*PROMPT*
Set every entry down again exactly, excluding any pictures.

*INPUT*
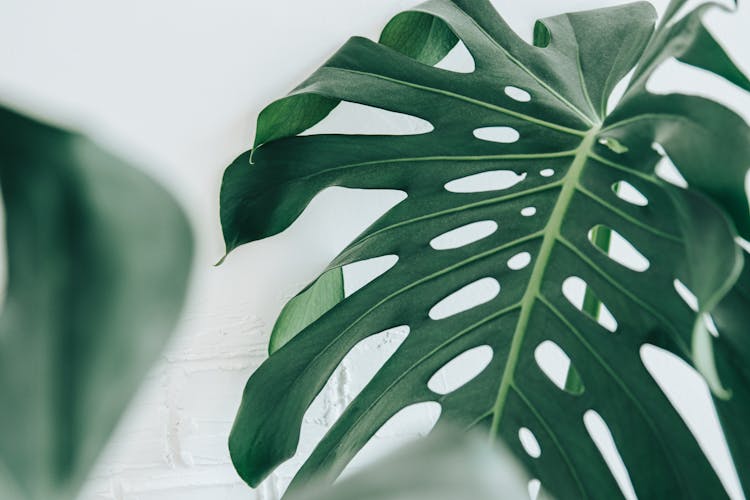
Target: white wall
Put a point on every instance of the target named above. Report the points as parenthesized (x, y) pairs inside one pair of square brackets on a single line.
[(178, 84)]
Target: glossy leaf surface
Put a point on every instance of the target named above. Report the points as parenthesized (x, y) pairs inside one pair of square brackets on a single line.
[(571, 156)]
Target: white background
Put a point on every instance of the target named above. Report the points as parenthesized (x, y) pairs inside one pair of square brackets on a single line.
[(176, 85)]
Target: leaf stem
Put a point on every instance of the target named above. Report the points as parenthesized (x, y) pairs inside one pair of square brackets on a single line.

*REPLY TO THE EXERCISE*
Target: white wall
Put a point on every instance of the target named above. Report the points as parenthesized (x, y) pairs inside one pair of square brackets on a single line.
[(178, 84)]
Target: glossy leaf surface
Put a point on every instance of the target named above. Report the points as parenthesized (x, y) pairs inside one pair of square brackets on a single line.
[(571, 156)]
Target: white background
Put a point on every instance of the target named above. Report the points as parenthesized (x, y) pairs inside one pair of square brackets on a single line.
[(176, 85)]
Target: leaf stem
Put a point on every instance of the target named above. Report the points as parenthesized (x, y) pairs inside one pair of square brackets on a single line.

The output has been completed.